In the instant matter, the hearing record does not support a finding that the IHO failed to act impartially.  Initially, to the extent that the parents disagree with the conclusion reached by the IHO, such disagreement does not provide a basis for finding actual or apparent bias by the IHO (see Chen v. Chen Qualified Settlement Fund, 552 F.3d 218, 227 [2d Cir. 2009] [finding that "[g]enerally, claims of judicial bias must be based on extrajudicial matters, and adverse rulings, without more, will rarely suffice to provide a reasonable basis for questioning a judge's impartiality"]; see also Liteky v. United States, 510 U.S. 540, 555 [1994] [identifying that "judicial rulings alone almost never constitute a valid basis for a bias or partiality motion"]; Application of a Student with a Disability, Appeal No. 13-083).

§ §

* **WHAT YOU NEED TO DO**
#1 List every case or decision cited in the excerpt on the IHO's impartiality, giving each by name.
#2 Rewrite the passage of the excerpt on the IHO's impartiality that opens with the words "In the instant" and closes with "Appeal No. 13-083).", putting "guardians" in place of "parents".
The rows that follow are not required for the work on the excerpt.

* **SUPPLIED DATA**
§ §

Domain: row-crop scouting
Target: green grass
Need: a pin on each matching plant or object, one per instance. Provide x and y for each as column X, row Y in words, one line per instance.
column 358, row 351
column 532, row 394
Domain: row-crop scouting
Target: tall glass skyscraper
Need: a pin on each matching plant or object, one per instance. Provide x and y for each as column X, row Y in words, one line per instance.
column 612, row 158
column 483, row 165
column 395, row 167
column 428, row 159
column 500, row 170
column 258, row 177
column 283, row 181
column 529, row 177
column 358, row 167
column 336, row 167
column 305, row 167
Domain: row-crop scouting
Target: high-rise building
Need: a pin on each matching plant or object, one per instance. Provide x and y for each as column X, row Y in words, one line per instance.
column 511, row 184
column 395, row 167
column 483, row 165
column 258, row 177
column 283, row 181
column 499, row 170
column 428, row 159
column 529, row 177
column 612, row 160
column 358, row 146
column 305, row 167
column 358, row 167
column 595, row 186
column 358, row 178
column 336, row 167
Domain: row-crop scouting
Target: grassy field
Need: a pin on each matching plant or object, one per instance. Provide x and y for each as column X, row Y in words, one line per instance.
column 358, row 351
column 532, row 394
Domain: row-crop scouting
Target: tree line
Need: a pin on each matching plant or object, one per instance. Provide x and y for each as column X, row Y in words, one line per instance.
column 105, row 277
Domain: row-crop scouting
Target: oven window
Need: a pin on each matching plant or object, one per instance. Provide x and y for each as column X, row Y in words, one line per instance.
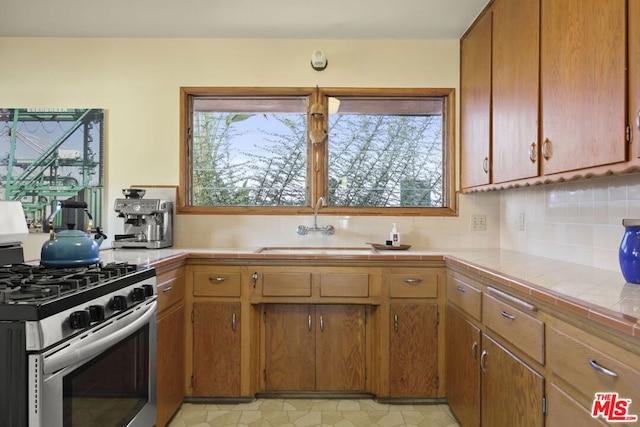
column 110, row 389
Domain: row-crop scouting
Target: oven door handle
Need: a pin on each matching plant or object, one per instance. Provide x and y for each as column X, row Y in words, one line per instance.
column 71, row 356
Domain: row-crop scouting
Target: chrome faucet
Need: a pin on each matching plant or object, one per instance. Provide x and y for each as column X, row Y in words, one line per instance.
column 326, row 230
column 321, row 201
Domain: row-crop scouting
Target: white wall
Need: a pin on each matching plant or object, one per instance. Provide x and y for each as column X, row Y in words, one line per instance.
column 137, row 82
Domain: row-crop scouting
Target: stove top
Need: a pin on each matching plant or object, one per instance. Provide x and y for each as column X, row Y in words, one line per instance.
column 29, row 284
column 34, row 292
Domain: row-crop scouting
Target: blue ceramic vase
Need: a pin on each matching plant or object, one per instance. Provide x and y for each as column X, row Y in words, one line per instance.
column 629, row 253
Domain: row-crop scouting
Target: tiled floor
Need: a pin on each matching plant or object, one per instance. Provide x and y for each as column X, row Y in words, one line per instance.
column 313, row 413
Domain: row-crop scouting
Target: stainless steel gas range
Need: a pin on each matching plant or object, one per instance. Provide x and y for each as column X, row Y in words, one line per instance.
column 77, row 345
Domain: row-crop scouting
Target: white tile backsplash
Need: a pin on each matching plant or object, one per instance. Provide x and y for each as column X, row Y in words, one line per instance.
column 578, row 221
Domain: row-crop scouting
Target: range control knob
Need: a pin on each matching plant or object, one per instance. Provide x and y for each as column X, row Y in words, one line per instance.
column 148, row 290
column 96, row 313
column 138, row 294
column 119, row 303
column 79, row 319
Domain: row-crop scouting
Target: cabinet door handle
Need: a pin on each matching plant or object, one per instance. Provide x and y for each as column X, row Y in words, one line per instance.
column 533, row 156
column 507, row 315
column 546, row 149
column 483, row 356
column 602, row 369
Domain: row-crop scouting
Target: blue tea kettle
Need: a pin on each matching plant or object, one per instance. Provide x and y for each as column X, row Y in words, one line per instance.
column 71, row 247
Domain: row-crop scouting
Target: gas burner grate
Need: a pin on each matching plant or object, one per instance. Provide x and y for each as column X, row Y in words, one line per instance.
column 25, row 283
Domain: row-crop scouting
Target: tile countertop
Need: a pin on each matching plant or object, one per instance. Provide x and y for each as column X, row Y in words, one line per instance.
column 597, row 294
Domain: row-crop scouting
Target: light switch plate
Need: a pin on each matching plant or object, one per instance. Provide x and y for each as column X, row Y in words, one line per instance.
column 478, row 223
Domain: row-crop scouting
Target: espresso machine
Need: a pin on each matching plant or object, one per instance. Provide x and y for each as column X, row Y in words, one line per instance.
column 148, row 223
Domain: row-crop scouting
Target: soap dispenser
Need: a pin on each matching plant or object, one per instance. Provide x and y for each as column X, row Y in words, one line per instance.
column 394, row 236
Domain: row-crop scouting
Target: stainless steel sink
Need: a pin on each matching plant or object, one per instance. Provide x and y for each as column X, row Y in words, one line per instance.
column 315, row 251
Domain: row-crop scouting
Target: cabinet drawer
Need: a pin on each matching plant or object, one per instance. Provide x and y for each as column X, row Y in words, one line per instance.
column 170, row 289
column 418, row 283
column 517, row 327
column 565, row 411
column 465, row 296
column 295, row 284
column 217, row 283
column 344, row 284
column 581, row 365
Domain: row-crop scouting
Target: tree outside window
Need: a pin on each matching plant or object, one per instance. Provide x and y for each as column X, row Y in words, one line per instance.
column 383, row 151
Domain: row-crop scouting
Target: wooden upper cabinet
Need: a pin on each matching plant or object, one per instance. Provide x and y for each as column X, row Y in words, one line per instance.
column 583, row 59
column 634, row 72
column 475, row 104
column 515, row 84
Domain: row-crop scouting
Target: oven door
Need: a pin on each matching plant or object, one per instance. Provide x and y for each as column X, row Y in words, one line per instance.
column 105, row 376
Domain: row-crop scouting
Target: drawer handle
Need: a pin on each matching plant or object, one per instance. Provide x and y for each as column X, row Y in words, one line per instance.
column 507, row 315
column 482, row 358
column 532, row 152
column 602, row 369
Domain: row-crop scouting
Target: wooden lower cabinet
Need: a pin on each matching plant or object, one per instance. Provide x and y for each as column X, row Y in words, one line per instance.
column 290, row 347
column 315, row 347
column 564, row 410
column 170, row 342
column 170, row 363
column 512, row 392
column 216, row 349
column 413, row 350
column 463, row 369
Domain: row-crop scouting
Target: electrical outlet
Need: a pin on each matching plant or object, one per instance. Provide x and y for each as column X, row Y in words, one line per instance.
column 521, row 221
column 478, row 222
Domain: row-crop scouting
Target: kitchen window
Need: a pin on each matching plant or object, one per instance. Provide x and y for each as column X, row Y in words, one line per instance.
column 278, row 150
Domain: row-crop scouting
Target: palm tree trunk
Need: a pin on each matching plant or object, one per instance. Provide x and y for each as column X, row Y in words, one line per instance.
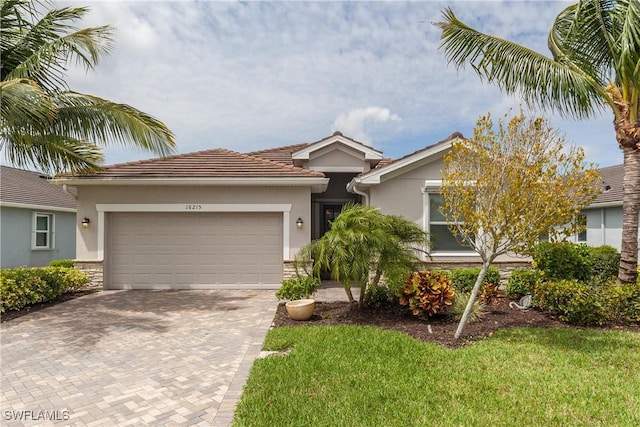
column 472, row 298
column 628, row 271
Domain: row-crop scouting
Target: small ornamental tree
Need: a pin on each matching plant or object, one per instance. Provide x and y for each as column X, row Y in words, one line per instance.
column 505, row 187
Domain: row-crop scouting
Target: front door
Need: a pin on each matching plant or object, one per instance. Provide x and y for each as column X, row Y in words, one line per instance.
column 329, row 213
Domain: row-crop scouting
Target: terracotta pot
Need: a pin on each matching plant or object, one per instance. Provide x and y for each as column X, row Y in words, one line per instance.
column 300, row 309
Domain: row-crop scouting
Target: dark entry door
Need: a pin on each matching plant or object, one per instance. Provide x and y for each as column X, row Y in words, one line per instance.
column 329, row 213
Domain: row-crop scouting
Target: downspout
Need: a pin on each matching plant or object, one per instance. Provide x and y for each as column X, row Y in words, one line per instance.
column 351, row 188
column 68, row 193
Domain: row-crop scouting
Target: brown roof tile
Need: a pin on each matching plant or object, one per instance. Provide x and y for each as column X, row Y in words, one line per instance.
column 215, row 163
column 279, row 154
column 31, row 188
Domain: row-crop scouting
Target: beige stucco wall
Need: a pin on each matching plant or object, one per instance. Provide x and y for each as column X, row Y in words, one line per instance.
column 89, row 196
column 401, row 193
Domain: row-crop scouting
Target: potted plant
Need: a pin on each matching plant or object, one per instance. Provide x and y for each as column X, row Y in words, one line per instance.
column 298, row 291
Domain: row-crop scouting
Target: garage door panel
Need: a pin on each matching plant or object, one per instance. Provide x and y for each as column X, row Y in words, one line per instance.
column 185, row 250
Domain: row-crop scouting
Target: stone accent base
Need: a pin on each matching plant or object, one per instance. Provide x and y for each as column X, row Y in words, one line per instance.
column 93, row 269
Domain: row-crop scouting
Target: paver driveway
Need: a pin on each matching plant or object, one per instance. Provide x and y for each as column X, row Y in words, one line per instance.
column 133, row 358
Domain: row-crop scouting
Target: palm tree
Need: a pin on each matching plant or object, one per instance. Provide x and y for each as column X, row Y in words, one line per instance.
column 594, row 65
column 362, row 245
column 44, row 123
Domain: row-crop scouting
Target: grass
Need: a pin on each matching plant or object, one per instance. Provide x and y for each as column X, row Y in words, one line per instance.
column 365, row 376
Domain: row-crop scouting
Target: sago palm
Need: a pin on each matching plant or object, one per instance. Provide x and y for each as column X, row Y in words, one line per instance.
column 44, row 123
column 594, row 65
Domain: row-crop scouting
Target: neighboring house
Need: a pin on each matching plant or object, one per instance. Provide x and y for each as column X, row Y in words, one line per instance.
column 604, row 216
column 37, row 220
column 218, row 218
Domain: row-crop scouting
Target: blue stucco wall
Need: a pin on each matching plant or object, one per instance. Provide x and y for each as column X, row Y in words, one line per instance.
column 15, row 238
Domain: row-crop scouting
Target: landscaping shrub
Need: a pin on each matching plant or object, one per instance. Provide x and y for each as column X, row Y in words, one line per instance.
column 578, row 302
column 298, row 287
column 376, row 296
column 572, row 301
column 464, row 278
column 20, row 287
column 68, row 263
column 522, row 282
column 427, row 293
column 563, row 261
column 605, row 261
column 623, row 302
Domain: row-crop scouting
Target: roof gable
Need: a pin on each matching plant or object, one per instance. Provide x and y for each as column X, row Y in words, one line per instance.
column 22, row 187
column 370, row 154
column 374, row 176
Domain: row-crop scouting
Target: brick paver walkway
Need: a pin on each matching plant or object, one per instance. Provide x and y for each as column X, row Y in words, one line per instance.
column 133, row 358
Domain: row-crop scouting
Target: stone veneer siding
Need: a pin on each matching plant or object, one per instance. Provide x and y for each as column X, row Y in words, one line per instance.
column 94, row 269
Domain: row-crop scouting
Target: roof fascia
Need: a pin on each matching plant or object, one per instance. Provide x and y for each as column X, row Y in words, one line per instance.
column 604, row 205
column 35, row 207
column 369, row 153
column 318, row 184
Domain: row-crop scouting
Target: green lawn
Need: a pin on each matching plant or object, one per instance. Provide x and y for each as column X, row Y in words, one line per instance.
column 364, row 376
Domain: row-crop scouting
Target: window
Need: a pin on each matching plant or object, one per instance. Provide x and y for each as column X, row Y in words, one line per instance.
column 42, row 236
column 442, row 239
column 581, row 237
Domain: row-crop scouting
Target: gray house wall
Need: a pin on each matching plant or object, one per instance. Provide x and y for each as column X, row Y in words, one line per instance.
column 15, row 238
column 604, row 226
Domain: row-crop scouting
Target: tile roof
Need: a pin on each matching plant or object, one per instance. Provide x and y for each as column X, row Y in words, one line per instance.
column 31, row 188
column 612, row 177
column 279, row 154
column 215, row 163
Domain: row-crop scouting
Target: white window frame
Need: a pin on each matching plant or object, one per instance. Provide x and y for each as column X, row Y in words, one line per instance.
column 434, row 187
column 583, row 232
column 50, row 232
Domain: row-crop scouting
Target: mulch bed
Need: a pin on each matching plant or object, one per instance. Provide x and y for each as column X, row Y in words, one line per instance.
column 499, row 315
column 14, row 314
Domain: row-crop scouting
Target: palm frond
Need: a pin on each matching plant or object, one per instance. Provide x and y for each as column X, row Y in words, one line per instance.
column 24, row 105
column 42, row 51
column 541, row 81
column 95, row 119
column 52, row 154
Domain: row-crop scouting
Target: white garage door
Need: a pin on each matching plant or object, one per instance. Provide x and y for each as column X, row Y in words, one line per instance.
column 193, row 250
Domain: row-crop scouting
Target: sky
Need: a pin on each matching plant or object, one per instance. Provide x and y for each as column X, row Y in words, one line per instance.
column 254, row 75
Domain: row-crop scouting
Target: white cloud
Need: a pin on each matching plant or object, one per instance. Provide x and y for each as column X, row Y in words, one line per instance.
column 359, row 124
column 253, row 75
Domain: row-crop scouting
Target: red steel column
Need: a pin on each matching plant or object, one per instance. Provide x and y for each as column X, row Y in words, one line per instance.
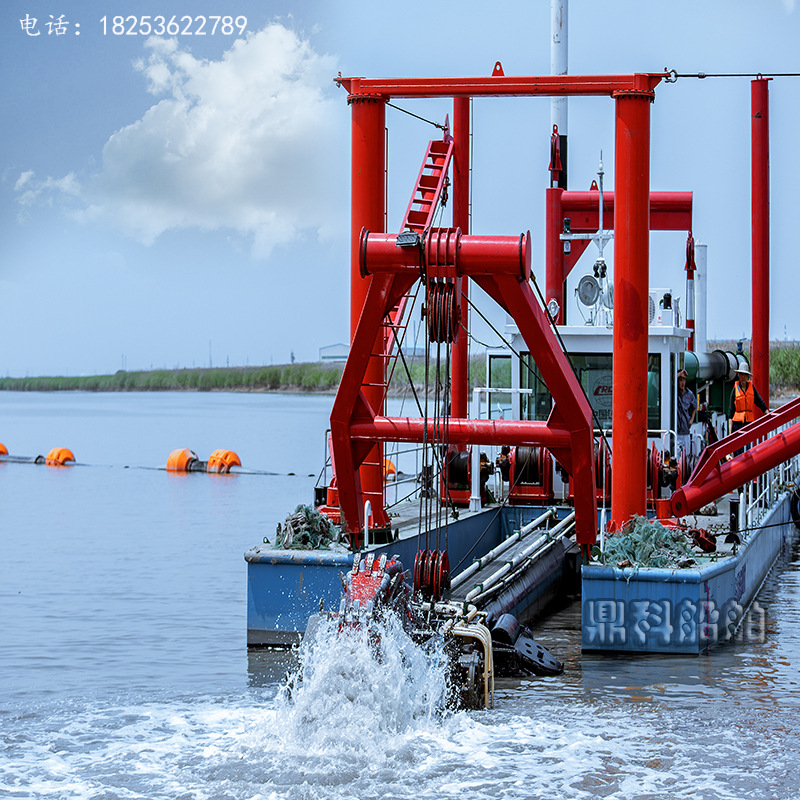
column 631, row 277
column 460, row 353
column 368, row 210
column 759, row 356
column 554, row 261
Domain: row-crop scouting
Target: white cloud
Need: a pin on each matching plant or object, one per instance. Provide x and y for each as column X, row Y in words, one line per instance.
column 247, row 143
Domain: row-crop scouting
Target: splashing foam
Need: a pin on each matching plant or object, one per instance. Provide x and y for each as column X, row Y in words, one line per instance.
column 353, row 691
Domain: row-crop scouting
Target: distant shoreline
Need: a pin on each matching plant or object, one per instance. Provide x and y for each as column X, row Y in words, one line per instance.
column 304, row 378
column 315, row 378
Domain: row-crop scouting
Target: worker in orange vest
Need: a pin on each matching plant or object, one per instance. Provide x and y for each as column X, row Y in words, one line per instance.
column 744, row 399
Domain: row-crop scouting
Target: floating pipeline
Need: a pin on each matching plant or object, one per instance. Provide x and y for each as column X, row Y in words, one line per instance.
column 57, row 457
column 220, row 462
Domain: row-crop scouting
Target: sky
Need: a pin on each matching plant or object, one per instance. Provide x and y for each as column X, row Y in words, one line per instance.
column 183, row 200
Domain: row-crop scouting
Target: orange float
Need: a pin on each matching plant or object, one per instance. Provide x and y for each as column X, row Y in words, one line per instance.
column 221, row 461
column 181, row 460
column 58, row 457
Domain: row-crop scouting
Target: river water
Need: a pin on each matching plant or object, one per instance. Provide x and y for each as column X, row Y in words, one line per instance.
column 124, row 671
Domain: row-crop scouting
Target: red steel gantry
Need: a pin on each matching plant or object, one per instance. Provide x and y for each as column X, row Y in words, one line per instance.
column 381, row 273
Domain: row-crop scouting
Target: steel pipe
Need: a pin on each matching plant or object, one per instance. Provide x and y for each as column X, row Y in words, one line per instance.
column 461, row 431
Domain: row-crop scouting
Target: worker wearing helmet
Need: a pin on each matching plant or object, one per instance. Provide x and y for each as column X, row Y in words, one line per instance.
column 744, row 400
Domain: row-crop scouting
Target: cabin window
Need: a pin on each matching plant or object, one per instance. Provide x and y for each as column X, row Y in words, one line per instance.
column 500, row 377
column 536, row 405
column 595, row 373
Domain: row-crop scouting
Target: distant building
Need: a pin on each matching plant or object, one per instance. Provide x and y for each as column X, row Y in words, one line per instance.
column 334, row 352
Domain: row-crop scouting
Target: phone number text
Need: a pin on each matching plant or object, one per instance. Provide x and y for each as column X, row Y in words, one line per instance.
column 173, row 26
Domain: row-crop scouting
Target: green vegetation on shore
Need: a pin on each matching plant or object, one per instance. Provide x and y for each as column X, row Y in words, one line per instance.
column 784, row 373
column 305, row 377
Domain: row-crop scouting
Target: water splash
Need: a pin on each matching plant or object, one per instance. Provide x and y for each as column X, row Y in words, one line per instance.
column 354, row 690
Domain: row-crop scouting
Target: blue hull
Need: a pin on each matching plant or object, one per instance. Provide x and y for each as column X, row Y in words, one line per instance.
column 685, row 610
column 285, row 587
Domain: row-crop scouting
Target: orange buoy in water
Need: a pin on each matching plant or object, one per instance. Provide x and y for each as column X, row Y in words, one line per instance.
column 221, row 461
column 181, row 460
column 58, row 457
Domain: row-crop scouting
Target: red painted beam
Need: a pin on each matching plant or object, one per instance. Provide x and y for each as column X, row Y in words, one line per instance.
column 502, row 85
column 367, row 209
column 669, row 211
column 725, row 476
column 631, row 279
column 461, row 219
column 759, row 97
column 461, row 431
column 554, row 262
column 448, row 254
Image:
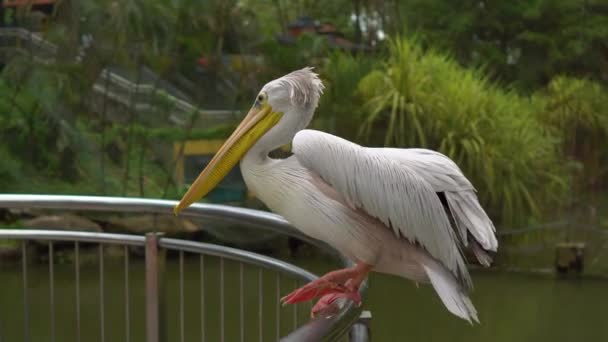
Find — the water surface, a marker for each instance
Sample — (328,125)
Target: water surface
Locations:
(512,307)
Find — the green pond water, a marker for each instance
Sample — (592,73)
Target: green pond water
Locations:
(512,307)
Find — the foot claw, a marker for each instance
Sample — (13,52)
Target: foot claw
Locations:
(325,302)
(307,292)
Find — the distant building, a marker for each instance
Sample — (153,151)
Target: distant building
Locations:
(335,38)
(38,12)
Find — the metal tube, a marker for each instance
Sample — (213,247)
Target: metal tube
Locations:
(278,307)
(181,296)
(127,297)
(77,272)
(263,220)
(26,305)
(52,290)
(222,299)
(152,294)
(260,307)
(295,308)
(235,254)
(202,287)
(102,323)
(241,303)
(61,235)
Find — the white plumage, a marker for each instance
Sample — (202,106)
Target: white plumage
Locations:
(386,209)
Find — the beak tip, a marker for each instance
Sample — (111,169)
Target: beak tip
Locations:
(177,209)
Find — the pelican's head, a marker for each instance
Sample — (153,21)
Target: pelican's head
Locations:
(282,108)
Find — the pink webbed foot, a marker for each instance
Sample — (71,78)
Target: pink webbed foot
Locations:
(312,290)
(327,300)
(337,284)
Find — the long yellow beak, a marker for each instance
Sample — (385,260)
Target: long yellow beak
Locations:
(257,122)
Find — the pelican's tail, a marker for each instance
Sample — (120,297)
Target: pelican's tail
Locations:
(451,292)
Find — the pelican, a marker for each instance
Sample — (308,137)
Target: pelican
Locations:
(406,212)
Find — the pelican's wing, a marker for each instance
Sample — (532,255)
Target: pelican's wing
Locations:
(446,177)
(385,189)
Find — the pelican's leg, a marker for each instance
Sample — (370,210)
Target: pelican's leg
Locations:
(331,286)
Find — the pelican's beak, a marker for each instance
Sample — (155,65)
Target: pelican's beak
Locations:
(257,122)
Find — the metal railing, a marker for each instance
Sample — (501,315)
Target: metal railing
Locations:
(344,316)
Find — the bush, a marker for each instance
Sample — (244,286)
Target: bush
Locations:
(421,98)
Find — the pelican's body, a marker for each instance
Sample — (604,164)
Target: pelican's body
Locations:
(386,209)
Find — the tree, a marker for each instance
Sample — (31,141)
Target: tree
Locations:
(525,43)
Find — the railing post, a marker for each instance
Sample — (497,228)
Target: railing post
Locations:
(361,331)
(155,296)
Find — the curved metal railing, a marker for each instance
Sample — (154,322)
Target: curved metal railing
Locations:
(331,326)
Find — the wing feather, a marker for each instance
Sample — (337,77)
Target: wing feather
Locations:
(445,176)
(385,189)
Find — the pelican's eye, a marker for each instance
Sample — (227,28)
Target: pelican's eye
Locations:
(260,100)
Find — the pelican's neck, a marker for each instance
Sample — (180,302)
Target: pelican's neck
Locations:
(278,136)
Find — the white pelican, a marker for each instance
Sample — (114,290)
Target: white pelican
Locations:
(386,209)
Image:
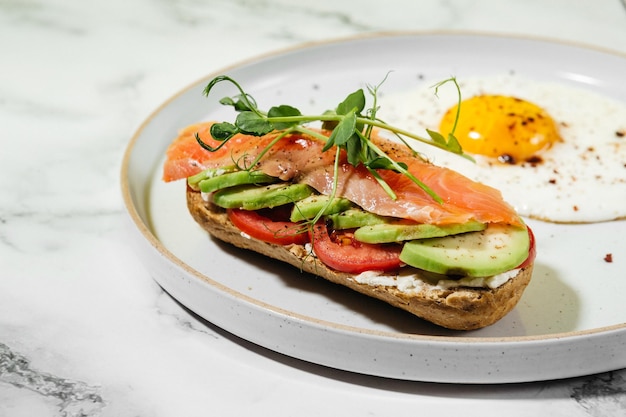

§ §

* **SOLUTIONS BELOW**
#1
- Chen v. Chen Qualified Settlement Fund
- Liteky v. United States
- Application of a Student with a Disability, Appeal No. 13-083

#2
In the instant matter, the hearing record does not support a finding that the IHO failed to act impartially.  Initially, to the extent that the guardians disagree with the conclusion reached by the IHO, such disagreement does not provide a basis for finding actual or apparent bias by the IHO (see Chen v. Chen Qualified Settlement Fund, 552 F.3d 218, 227 [2d Cir. 2009] [finding that "[g]enerally, claims of judicial bias must be based on extrajudicial matters, and adverse rulings, without more, will rarely suffice to provide a reasonable basis for questioning a judge's impartiality"]; see also Liteky v. United States, 510 U.S. 540, 555 [1994] [identifying that "judicial rulings alone almost never constitute a valid basis for a bias or partiality motion"]; Application of a Student with a Disability, Appeal No. 13-083).